Per la chiusura della Scuola estiva 2025 di Alleanza Cattolica, conclusasi il 9 agosto e dedicata al tema Il Sacro Cuore segno e speranza per l’Europa, pubblichiamo questa riflessione di Domenico Airoma
di Domenico Airoma
Legge e cuore, un po’ come fede e diritto, sembrano universi distanti, mondi irrimediabilmente disgiunti, evocando l’una fredda razionalità e calcolo ponderato, l’altro ardente trasporto e slancio smisurato.
Eppure, è proprio nel divorzio fra legge e cuore che va individuata l’origine e la causa del disastro antropologico che segna la fine di quest’epoca, nata con l’esilio di Dio e finita con la persecuzione dell’uomo.
E’ in questa frattura che si perdono le vite di tanti giovani, ammaliati dalle sirene di desideri assoluti, senza regole, e, al contempo, incapaci di tacitare il desiderio dell’Assoluto e la necessità di dare un senso – ed una regola – alla propria vita.
Non intendo soffermarmi sulle tappe di un processo che ha illuso l’uomo di potersi sostituire a Dio nel riscrivere le leggi del reale e dell’umano.
Le conseguenze devastanti sono di una tale evidenza che basta osservarle per rendersi conto della radice diabolica di una tale superbia.
Basta osservarle, appunto. Ma per farlo occorre aprire gli occhi e soprattutto avere il coraggio di farlo.
Ed è questo il primo impegnativo sforzo che siamo chiamati a fare.
Non c’è serio esame di coscienza, infatti, che non prenda le mosse da una franca presa d’atto dello stato in cui ci si trova, della direzione in cui si sta andando, della qualità del tempo che si sta vivendo.

§ **Dati forniti**
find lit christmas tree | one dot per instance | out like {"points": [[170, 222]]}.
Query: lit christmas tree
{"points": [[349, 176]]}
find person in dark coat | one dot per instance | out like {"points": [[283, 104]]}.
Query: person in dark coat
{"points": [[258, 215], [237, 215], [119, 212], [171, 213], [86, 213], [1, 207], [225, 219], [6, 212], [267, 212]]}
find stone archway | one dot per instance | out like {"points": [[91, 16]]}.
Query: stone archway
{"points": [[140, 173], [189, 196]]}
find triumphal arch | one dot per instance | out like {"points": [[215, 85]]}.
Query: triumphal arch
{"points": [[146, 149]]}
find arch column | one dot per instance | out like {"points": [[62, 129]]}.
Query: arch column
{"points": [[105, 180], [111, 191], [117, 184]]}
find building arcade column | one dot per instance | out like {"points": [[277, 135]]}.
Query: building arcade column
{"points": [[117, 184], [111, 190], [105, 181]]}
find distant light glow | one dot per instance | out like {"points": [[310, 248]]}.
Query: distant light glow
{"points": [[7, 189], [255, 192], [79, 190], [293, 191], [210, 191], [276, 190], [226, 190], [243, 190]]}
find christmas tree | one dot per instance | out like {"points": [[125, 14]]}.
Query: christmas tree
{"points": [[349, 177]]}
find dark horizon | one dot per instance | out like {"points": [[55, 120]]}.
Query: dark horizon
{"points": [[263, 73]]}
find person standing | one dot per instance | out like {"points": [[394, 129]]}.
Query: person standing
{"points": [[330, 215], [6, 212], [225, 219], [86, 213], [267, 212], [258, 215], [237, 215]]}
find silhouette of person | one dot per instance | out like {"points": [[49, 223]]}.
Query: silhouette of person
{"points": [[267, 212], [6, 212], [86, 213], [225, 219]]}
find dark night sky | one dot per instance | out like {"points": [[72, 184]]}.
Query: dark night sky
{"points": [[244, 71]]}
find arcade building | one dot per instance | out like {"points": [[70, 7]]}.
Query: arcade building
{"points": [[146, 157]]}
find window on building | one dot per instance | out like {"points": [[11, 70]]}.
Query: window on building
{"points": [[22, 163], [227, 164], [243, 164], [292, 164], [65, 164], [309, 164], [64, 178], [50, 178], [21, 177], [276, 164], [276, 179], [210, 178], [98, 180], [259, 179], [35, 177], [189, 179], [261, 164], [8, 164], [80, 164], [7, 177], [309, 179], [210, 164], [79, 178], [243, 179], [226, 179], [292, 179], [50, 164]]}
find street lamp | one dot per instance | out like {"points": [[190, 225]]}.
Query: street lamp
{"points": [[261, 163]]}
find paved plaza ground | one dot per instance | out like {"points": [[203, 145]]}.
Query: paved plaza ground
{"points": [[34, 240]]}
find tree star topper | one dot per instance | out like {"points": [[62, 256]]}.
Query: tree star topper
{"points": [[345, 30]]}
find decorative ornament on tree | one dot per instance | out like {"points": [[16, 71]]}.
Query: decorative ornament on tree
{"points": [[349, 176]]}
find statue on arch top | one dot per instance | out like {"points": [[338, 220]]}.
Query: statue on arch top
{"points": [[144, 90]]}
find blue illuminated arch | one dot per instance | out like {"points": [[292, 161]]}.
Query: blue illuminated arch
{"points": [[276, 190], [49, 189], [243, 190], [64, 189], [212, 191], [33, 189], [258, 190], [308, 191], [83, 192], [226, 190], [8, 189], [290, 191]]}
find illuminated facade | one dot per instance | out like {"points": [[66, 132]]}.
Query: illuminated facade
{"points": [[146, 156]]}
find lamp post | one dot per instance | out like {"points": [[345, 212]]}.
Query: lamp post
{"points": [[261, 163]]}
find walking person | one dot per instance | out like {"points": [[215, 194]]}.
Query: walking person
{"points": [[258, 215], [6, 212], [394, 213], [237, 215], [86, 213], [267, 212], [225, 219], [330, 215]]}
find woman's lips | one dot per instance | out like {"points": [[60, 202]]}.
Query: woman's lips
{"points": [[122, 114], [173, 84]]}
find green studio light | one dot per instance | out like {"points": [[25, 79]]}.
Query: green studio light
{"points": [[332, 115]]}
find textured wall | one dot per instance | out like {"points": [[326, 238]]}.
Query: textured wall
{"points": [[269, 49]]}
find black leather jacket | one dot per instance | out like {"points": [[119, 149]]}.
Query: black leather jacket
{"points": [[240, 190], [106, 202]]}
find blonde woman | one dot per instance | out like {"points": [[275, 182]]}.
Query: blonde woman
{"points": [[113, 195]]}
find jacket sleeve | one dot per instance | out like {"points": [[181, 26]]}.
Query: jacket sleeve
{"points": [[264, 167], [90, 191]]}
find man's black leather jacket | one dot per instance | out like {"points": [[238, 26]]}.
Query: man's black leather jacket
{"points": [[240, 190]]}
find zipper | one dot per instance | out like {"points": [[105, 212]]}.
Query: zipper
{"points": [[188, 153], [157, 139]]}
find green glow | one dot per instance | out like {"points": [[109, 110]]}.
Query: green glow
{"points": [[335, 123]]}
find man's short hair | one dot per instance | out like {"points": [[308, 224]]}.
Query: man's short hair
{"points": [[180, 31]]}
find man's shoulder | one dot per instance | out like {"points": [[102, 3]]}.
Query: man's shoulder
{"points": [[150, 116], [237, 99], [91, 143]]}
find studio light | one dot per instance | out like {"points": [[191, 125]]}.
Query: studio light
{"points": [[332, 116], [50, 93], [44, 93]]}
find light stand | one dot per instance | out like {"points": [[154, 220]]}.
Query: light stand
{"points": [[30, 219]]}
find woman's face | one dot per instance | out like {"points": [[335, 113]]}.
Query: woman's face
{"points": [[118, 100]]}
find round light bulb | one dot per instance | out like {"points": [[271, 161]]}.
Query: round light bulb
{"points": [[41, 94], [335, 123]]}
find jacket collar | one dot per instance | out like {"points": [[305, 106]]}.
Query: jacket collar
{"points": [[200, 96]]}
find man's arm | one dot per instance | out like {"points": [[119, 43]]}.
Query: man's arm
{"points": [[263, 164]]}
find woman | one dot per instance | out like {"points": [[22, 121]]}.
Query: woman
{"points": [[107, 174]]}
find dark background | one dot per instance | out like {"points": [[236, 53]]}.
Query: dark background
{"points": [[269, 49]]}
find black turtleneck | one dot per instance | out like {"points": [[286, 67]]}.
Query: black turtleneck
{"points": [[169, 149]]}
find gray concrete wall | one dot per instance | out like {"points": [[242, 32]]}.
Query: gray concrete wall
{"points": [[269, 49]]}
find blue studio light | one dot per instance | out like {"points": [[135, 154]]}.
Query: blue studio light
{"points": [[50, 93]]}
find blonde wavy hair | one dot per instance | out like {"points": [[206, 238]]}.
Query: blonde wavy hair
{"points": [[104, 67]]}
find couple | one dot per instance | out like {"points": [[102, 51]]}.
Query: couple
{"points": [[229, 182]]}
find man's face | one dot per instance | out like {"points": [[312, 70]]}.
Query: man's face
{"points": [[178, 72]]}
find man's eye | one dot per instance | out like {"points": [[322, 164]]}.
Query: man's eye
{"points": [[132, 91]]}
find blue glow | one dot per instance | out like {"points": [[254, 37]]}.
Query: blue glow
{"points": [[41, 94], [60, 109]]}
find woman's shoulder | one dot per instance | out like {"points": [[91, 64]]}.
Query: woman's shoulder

§ **Consegna**
Indica se ciascuna delle tre affermazioni seguenti concorda con la riflessione su legge e cuore. Per ognuna rispondi sì o no e riporta tra virgolette le parole del testo che decidono la risposta.
(a) La Scuola estiva 2025 di Alleanza Cattolica si è conclusa il 9 agosto.
(b) L'autore si propone di soffermarsi sulle tappe del processo che ha illuso l'uomo di potersi sostituire a Dio.
(c) Secondo il testo, l'origine del disastro antropologico sta nel divorzio fra legge e cuore.

§ **Risposta**
(a) Sì: «conclusasi il 9 agosto».
(b) No: «Non intendo soffermarmi sulle tappe di un processo che ha illuso l’uomo di potersi sostituire a Dio».
(c) Sì: «è proprio nel divorzio fra legge e cuore che va individuata l’origine e la causa del disastro antropologico».